Continue the Schedule TO shareholder-lawsuit disclosure from the point where it stops.

- [Supplied passage]:
____
ITEM 11.  ADDITIONAL INFORMATION.

      Item 11 of the Schedule TO is hereby amended and supplemented to include
the following information:

      Aaron Parnes and Furtherfield Partners, L.P., each a purported
shareholder of the Company, separately instituted actions relating to the
Offer in the Court of Chancery of the State of Delaware, County of New Castle
on August 28 and 29, 2000, respectively. The complaints name as defendants
the Company, the Rothmans and the other directors of the Company, John Oliva,
Sr., Jane Vargas and John F. Barry, Jr., and Bernard Rosenblum (the "Other
Individual Defendants"), each of whom, along with each of the Rothmans, is a
director of the Company. The Rothmans and Jane Vargas are officers of the
Company. Each complaint states that the action is a class action on behalf of
the Company's shareholders, other than the Rothmans and the Other Individual
Defendants (the "Class"). The complaints allege, among other things, that the
Rothmans, with the acquiescence of the Other Individual Defendants, have
breached their fiduciary duties as controlling shareholders of the Company by
engaging in a self-dealing transaction to the detriment of the respective
plaintiffs and the other members of the Class. The plaintiffs further allege
that the Offer Price to be paid pursuant to the Offer is unfair and
inadequate. The suits seek injunctive relief, rescission of any consummated
transactions, damages and attorney's fees.
____
(Point-annotated data)
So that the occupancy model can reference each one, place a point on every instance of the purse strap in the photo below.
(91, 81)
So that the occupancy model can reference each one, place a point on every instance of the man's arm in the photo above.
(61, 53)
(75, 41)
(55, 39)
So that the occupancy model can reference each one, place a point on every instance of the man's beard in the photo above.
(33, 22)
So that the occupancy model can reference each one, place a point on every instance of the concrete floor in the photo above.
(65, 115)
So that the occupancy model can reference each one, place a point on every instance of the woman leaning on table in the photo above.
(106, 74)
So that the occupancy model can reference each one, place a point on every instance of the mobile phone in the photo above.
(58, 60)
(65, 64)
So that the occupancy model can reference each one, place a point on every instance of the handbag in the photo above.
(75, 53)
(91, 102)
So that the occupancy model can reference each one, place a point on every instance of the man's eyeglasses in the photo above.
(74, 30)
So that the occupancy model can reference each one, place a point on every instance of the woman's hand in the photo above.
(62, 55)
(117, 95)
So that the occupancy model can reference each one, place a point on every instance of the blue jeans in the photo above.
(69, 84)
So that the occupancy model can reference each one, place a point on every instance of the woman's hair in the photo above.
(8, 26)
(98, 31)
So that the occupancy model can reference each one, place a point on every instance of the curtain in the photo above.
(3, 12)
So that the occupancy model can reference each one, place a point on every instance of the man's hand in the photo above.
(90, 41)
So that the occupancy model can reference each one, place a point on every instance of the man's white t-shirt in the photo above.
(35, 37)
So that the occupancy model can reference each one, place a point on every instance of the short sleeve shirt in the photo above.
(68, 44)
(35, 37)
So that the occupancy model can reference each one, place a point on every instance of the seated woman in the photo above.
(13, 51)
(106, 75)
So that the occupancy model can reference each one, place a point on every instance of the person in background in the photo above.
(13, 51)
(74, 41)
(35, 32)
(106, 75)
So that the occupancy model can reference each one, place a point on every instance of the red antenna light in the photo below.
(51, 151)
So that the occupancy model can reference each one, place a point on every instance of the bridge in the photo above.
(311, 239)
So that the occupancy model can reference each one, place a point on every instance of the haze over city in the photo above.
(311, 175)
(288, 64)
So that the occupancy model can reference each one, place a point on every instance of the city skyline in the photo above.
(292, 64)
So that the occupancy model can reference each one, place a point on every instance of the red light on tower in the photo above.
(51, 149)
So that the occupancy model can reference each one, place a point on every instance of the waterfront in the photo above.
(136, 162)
____
- [Answer for this exercise]:
      In addition, on August 29, 2000, Kevin Beswick, also a purported
shareholder of the Company, instituted an action in the Court of Chancery of
the State of Delaware, County of New Castle against the Parent, the
Purchaser, the Rothmans, the Company and the Other Individual Defendants. The
complaint states that the action is a class action on behalf of the Class and
alleges, among other things, that the Parent, the Purchaser and the Rothmans,
with the acquiescence of the Other Individual Defendants, breached their
fiduciary obligations to the Class by engaging in self-dealing and not acting
in good faith. The suit seeks injunctive relief, rescission of any
consummated transactions, damages and attorney's fees.

      The above description of the lawsuits is qualified in its entirety by the
complaints, copies of which have been filed as Exhibits (a)(5)(i)-(iii), and
incorporated herein by reference.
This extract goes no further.